## [WHAT THE EXERCISE ASKS]
Answer from the text on bed baths for people who are bedridden:
1. If two buckets of warm water are used, what is each one for?
2. What should not be used on the face?
3. Where should a waterproof sheet be placed?

## [TEXT PASSAGE]
Whether it’s caused by chronic illness, advanced age, disability, or injury, being bedridden comes with a variety of challenges – and none more so than the maintenance of personal hygiene. The importance of good hygiene cannot be underestimated. Regardless of circumstances. Just consider for a moment how you feel after a visit to the hairdresser, or a shower after a long hot day. Feeling clean has a powerful impact on both our mental and emotional health – how much more so for those in a position of dependence, with limited mobility.
So, how do you ensure the health and hygiene of someone who is bed-bound?
Here are 6 simple GOOD CARE tips that will directly and positively impact the lives of those in your care.
1. Bathe regularly
If a patient is unable to bathe themselves, you’ll need to give them regular bed baths.
To do that, you will need the following:
Step 1: Make sure you have all the necessary tools close at hand.
You will need:
- Bath towels, facecloths, and hand towels
- Soft sponges
- A bucket of warm water (or 2, if you prefer. One for washing, one for rinsing)
- Gentle, non-allergenic, non-irritating soap
- Cotton buds or a nail brush
- Moisturiser – it’s important to use a gentle, non-allergenic, fragrance-free moisturizer to keep skin hydrated and to soothe dry or itchy patches, especially after bathing.
- Body powder (optional)
Step 2: Sart the bathing process:
- Place bath towels underneath your older adult to keep the bed dry.
If you have a waterproof sheet, which we would recommend, place that beneath your person, under the towels.
- Use a moist hand towel or sponge to gently wash the eyes and face.
Avoid using soap on the face.
- Ask them to assist you to undress them, or roll down the sheet or blanket to expose their upper body.

## [DATA LISTING]
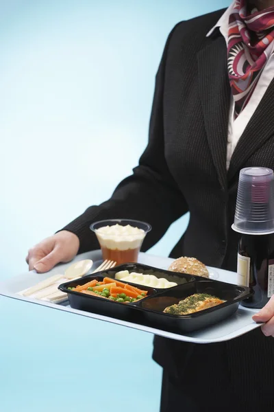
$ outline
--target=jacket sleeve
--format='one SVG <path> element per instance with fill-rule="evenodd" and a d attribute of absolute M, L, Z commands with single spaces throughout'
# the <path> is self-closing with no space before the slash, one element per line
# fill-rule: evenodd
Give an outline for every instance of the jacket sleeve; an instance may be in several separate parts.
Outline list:
<path fill-rule="evenodd" d="M 163 93 L 169 34 L 156 75 L 148 145 L 133 174 L 116 188 L 112 197 L 100 205 L 90 206 L 62 230 L 75 233 L 80 240 L 79 253 L 98 249 L 93 222 L 110 218 L 131 218 L 150 223 L 142 250 L 146 251 L 163 236 L 169 227 L 188 210 L 182 192 L 171 176 L 164 157 Z"/>

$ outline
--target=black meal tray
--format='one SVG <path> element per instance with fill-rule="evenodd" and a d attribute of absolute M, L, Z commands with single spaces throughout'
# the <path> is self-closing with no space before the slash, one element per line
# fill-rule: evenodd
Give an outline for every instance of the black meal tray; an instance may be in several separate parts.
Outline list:
<path fill-rule="evenodd" d="M 68 287 L 83 285 L 92 279 L 99 281 L 105 277 L 114 279 L 116 272 L 124 270 L 127 270 L 129 273 L 136 272 L 144 275 L 154 275 L 157 277 L 165 277 L 169 281 L 176 282 L 178 286 L 166 289 L 156 289 L 137 284 L 123 282 L 148 291 L 147 297 L 144 299 L 129 304 L 84 295 L 68 289 Z M 177 334 L 200 330 L 225 319 L 237 310 L 241 300 L 251 296 L 249 288 L 192 275 L 170 272 L 137 263 L 123 264 L 99 272 L 96 275 L 88 275 L 79 279 L 62 284 L 59 286 L 59 289 L 68 294 L 70 305 L 74 309 L 97 313 Z M 167 306 L 177 304 L 179 300 L 195 293 L 208 293 L 226 301 L 213 308 L 188 315 L 175 316 L 163 312 Z"/>

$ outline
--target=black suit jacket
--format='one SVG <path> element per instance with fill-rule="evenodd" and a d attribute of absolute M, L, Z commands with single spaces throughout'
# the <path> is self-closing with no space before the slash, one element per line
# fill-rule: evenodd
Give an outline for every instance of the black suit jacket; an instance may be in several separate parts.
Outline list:
<path fill-rule="evenodd" d="M 218 29 L 206 37 L 223 12 L 180 23 L 170 34 L 156 76 L 149 141 L 138 166 L 109 201 L 89 207 L 64 228 L 79 236 L 79 252 L 98 247 L 89 229 L 96 220 L 149 222 L 153 230 L 144 242 L 145 251 L 190 211 L 188 227 L 171 255 L 195 256 L 208 265 L 236 270 L 238 235 L 231 225 L 239 171 L 256 165 L 274 169 L 274 82 L 240 137 L 227 172 L 227 48 Z M 260 329 L 216 346 L 199 346 L 156 338 L 154 358 L 182 377 L 193 356 L 216 358 L 221 354 L 219 361 L 227 358 L 223 367 L 232 371 L 235 385 L 245 381 L 247 388 L 255 379 L 262 391 L 266 380 L 274 384 L 274 340 Z"/>

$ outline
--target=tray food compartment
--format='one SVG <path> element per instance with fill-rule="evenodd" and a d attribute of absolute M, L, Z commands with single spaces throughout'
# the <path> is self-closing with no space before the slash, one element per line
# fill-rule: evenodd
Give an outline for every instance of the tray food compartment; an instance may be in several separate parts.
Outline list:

## [RESPONSE TO THE EXERCISE]
1. One is for washing and one is for rinsing.
2. Soap.
3. Beneath the person, under the towels.